Point labeling data from photos:

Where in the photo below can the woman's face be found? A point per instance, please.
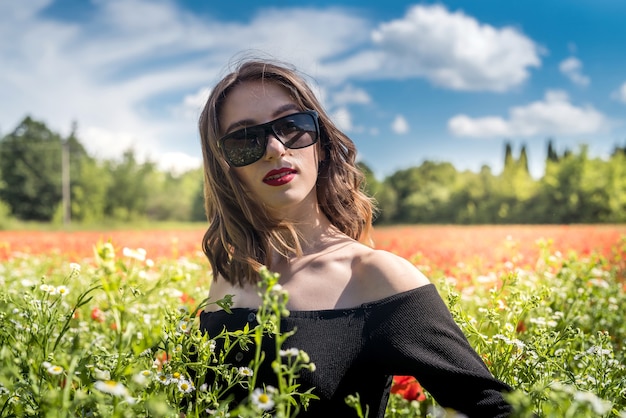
(284, 179)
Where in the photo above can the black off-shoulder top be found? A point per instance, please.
(358, 350)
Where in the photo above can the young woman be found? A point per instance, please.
(282, 191)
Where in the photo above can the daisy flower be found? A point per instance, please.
(262, 400)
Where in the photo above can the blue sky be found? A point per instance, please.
(408, 81)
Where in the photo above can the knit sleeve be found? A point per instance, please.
(413, 333)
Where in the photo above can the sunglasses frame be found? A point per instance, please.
(268, 128)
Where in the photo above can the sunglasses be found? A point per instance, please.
(246, 146)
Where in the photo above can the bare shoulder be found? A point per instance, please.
(385, 274)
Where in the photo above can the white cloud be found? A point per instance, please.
(454, 50)
(554, 115)
(399, 125)
(342, 118)
(134, 73)
(572, 69)
(620, 93)
(350, 94)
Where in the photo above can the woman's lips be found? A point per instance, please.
(279, 177)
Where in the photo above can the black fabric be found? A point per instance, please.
(359, 350)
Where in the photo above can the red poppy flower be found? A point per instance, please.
(408, 387)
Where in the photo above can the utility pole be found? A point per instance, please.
(65, 179)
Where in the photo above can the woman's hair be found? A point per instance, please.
(241, 233)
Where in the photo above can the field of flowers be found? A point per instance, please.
(105, 323)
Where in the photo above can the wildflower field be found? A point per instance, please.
(104, 323)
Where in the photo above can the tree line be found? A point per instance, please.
(573, 189)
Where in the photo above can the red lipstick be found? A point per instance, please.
(279, 177)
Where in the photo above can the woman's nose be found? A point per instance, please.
(274, 148)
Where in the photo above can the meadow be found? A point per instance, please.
(104, 323)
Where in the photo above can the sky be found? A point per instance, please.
(448, 81)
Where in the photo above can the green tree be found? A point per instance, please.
(129, 189)
(172, 196)
(31, 170)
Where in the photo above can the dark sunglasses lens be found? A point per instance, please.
(244, 147)
(296, 131)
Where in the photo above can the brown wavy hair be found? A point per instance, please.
(241, 234)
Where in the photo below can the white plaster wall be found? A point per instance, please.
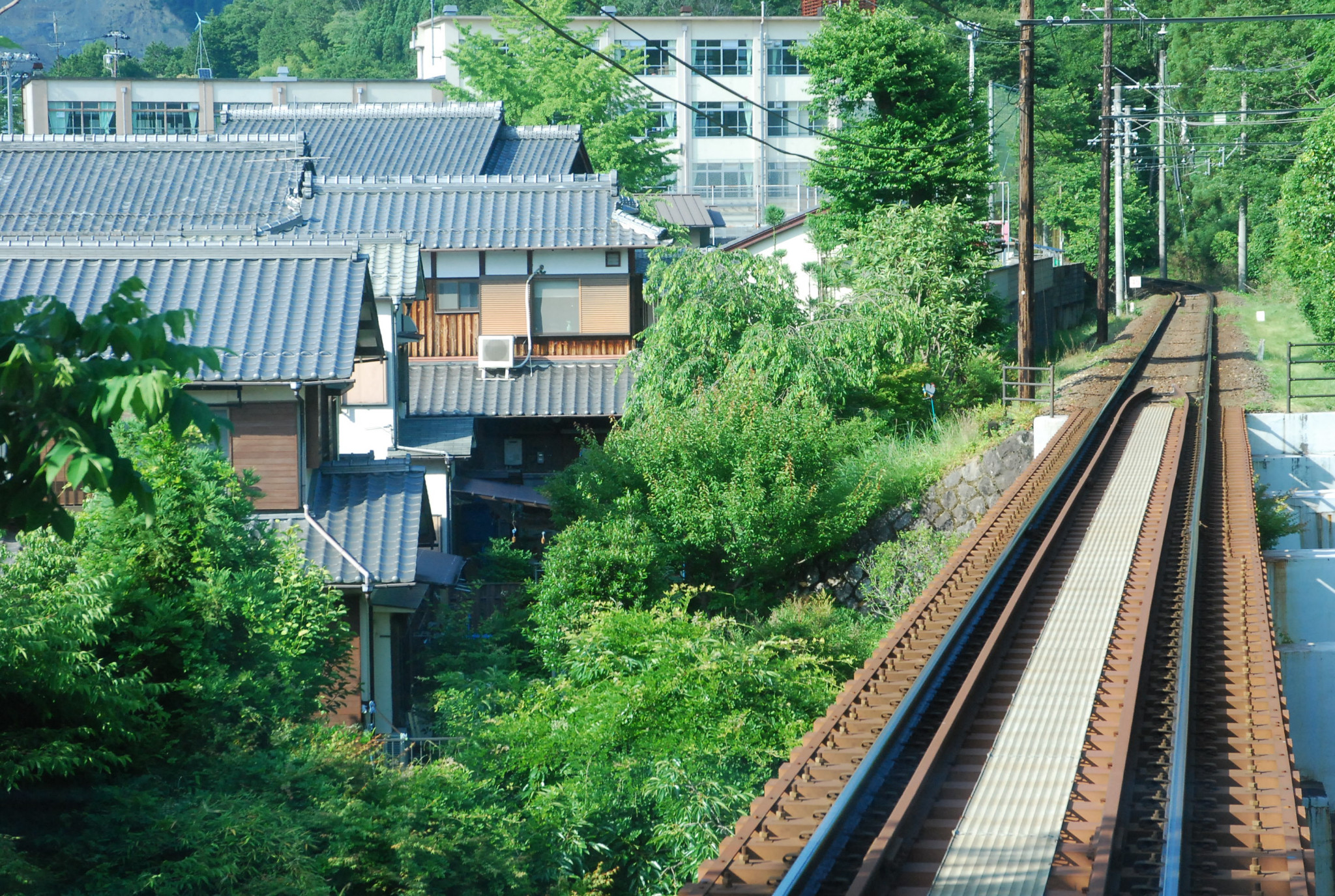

# JOB
Rewrite the material above with every "woman's" changed to "person's" and nothing else altered, omitting the pictures.

# TASK OUTPUT
Where in the photo below can the person's face be found? A point per instance, please.
(284, 179)
Where in the photo above can the black off-shoulder top be found? A point per instance, please.
(358, 350)
Where in the photo above can the young woman be found? A point per instance, please.
(282, 191)
Where in the photo above can the daisy flower be found? A point per instance, please.
(262, 400)
Where in the photo above can the blue sky be found? A point per instance, please.
(408, 81)
Where in the photo above can the knit sleeve be found? A point per instance, please.
(413, 333)
Where in the photo above can the sunglasses frame be found? A point per instance, please.
(268, 128)
Where in the photo above can the sunglasses be found? A point per instance, please.
(246, 146)
Where in the photo above can the bare shoulder be found? A point per instance, please.
(385, 274)
Where in the photo above can the white cloud be found? A point per instance, please.
(454, 50)
(554, 115)
(399, 125)
(342, 118)
(134, 73)
(572, 69)
(620, 93)
(350, 94)
Where in the photo above can the person's lips be found? A point per instance, please.
(279, 177)
Where in the photo above can the black fabric be found? A point per instance, please.
(359, 350)
Where in the photo above can the red poppy flower be found? A point per instance, please.
(408, 387)
Where in the photo above can the utility pole be found? A point per instance, please.
(65, 179)
Where in the photo above can the person's hair be found? A point per instance, please.
(241, 233)
Where in the photo above can the field of flowers be found? A point per instance, please.
(105, 323)
Where in the photo above can the wildflower field be found? A point per instance, please.
(104, 323)
Where in the photo above can the tree line be found? A point per instance, please.
(573, 189)
Where in the photo above can the red lipstick be found? A point per instance, please.
(279, 177)
Where in the photo above can the person's nose be found? A point per instance, please.
(274, 148)
Where in the photo above can the meadow be found? A point per instance, please.
(104, 323)
Where in the photo above can the sky be found? A point per instance, please.
(448, 81)
Where in the photo above can the green tree be found? A point per instance, please.
(129, 189)
(172, 196)
(31, 170)
Where in the photo above can the dark sunglasses lens be found? A point per instance, please.
(244, 147)
(296, 131)
Where in the photo above can the brown wavy hair be found? A point per instance, please.
(241, 234)
Where in the photo below can the white plaster wall be found? A point per instance, please.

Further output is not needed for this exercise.